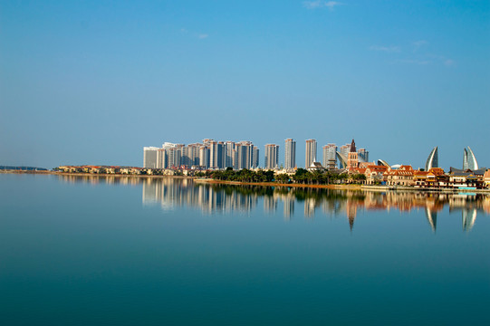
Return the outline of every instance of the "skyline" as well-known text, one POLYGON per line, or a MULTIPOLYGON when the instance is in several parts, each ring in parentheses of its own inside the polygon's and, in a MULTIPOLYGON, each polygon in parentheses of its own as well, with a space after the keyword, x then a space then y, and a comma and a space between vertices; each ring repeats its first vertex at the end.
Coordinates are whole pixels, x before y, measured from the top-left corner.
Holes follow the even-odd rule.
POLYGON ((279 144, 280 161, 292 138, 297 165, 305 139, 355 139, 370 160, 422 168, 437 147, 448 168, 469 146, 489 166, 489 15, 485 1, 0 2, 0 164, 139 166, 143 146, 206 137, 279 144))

...

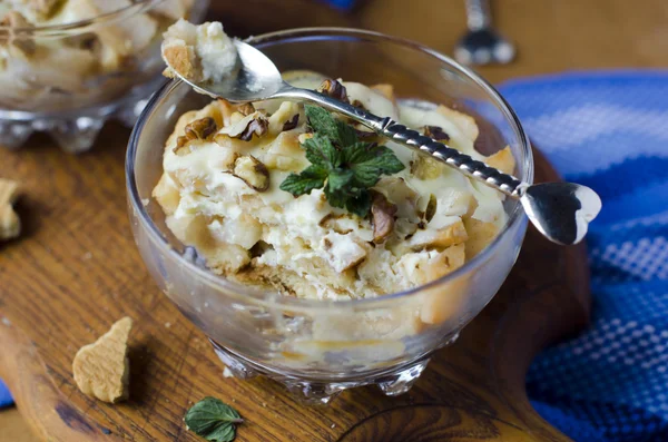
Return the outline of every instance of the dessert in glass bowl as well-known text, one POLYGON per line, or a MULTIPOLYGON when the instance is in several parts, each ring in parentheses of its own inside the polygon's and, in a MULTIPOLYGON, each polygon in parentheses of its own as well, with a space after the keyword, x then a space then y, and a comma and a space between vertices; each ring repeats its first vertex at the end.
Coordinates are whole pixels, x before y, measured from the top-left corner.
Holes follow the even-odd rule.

> STATED PROBLEM
How many lines in the records above contain the word "parentheses"? Reply with the number alone.

> FINISHED TASK
2